Exercise objective
In the tree game solution below, what complexity does the dynamic programming approach have?

Text block
....

The solution was posted in an tutorial here:

The solution for this problem is a dynamic programming on a tree with O(n) complexity.

In this editorial “even tree” means a tree in which players will make an even number of turns, while “odd tree” is the tree in which players will make an odd number of turns.

We will be solving a slightly modified problem: one in which all the numbers on the leaves are $0$s and $1$s. Once this problem is solved, the general problem can be solved by doing a binary search on the answer, and then marking all the leaves with higher or equal value as $1$s, and all other values as $0$s.

If the tree is an odd tree, then the first player makes the last turn, and it is enough that at that moment only one of the two children of the root is 1. If the tree is an even tree, then the second player makes the last turn, so for the first player it is critical that by that time both children of the tree are 1 if he wants to win.

One simple case is the case when the tree is an odd tree, and both its immediate subtrees are even trees (by an immediate subtree, or just “subtree‘ of a node, here we will mean a subtree rooted at one of the nodes' immediate children).

In this case we can recursively solve each of the immediate subtrees, and if the first player wins any of them, he wins the entire tree. He does that by making his first turn into the tree that he can win, and then every time the second player makes a turn in that tree, responding with a corresponding optimal move, and every time the second player makes a turn in the other tree, making a random move there.

If both immediate subtrees are odd trees, however, a similar logic will not work. If the second player sees that the first player can win one of the trees, and the first player already made a turn in that tree, the second player can force the first player to play in the other tree, in which the second player will make the last turn, after which the first player will be forced to make a turn in the first tree, effectively making himself do two consecutive turns there. So to win the game the first player needs to be able to win a tree even if the second player has an option to skip one turn.

....

Data provided
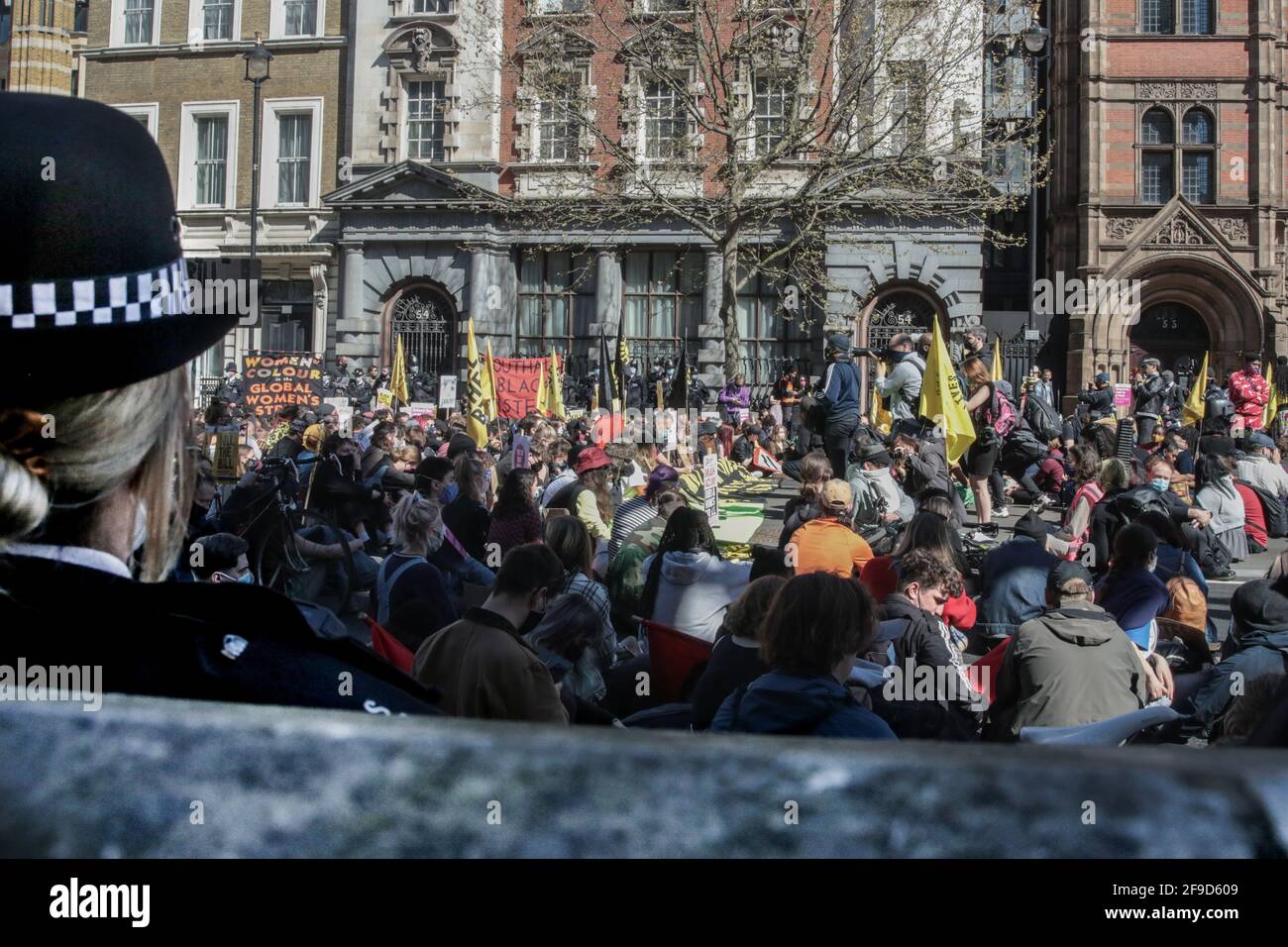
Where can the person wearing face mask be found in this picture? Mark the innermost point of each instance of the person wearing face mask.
(482, 663)
(223, 560)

....

In response
O(n)